Start of SUPPLIED PASSAGE

The bacilli could be found in the mesenteric glands, spleen, liver, and kidneys of typhoid victims, sometimes in isolation, but more frequently grouped in masses or threadlike arrangements. Using various techniques, Gaffky grew cultures of the bacillus in solid nutrient gelatin, on the surface of boiled potatoes, in solidified sheep blood serum, in fluid serum, and in bouillon. He identified the bacillus and believed that he had demonstrated its spores. The organism was clearly visible in stained sections, while in fluid media the living bacillus exhibited a distinctive spontaneous movement and there was a characteristic motion of the bacillar threads. Despite this success in culturing the bacillus in different media, Gaffky was never able to cultivate the bacillus in living animals to produce the disease, although he tried repeatedly to achieve this further proof. In vain he experimentally fed infective material to Java monkeys, mice, guinea pigs, and other animals in an attempt to induce typhoid fever in them.

End of SUPPLIED PASSAGE
Start of DATA SHOWN

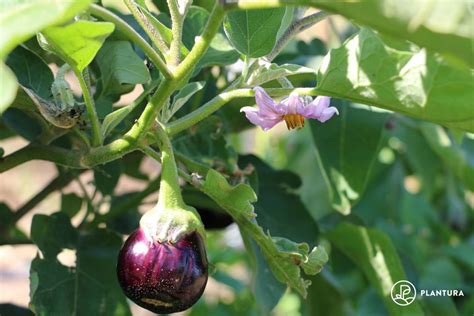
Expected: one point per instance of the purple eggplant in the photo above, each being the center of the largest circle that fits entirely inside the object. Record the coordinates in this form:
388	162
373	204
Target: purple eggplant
163	277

End of DATA SHOWN

### THINGS TO DO
a) Please answer these questions from the passage on Gaffky's typhoid research above the entries, one per line:
(i) In which organs of typhoid victims could the bacilli be found?
(ii) What did the living bacillus exhibit in fluid media?
(iii) To which animals did Gaffky feed infective material?
b) Resume the passage on Gaffky's typhoid research, picking up after its final sentence.

### LIST OF ANSWERS
a)
(i) The mesenteric glands, spleen, liver, and kidneys.
(ii) A distinctive spontaneous movement.
(iii) Java monkeys, mice, guinea pigs, and other animals.

b)
Still, Gaffky could report that he had with the highest probability isolated the etiologic agent of typhoid fever, for his examinations had disclosed the presence of the bacillus in twenty-six of twenty-eight cases of the disease and he published these results of his investigations in the Mittheilungen aus dem K. Gesundheitsamte in 1884.
In 1883-1884 Gaffky was a member of the expedition, sponsored by the German state and led by Koch, that was sent to Egypt and India to investigate the outbreak of cholera there. On the commission’s return, Koch reported the identification of the cholera bacillus and described the ways in which the infection was transmitted. Gaffky was responsible for preparing a detailed documentary report on the journey and its scientific results, published in the Arbeiten aus dem K. Gesundheitsamte in 1887. Its frontispiece showed a scene on the Hooghly River in which people were bathing, washing clothes, and carrying off the drinking water, while boats lay nearby. The text was illustrated with photomicrographs of Koch’s cultures of the vibrio and with maps and charts of epidemic statistics.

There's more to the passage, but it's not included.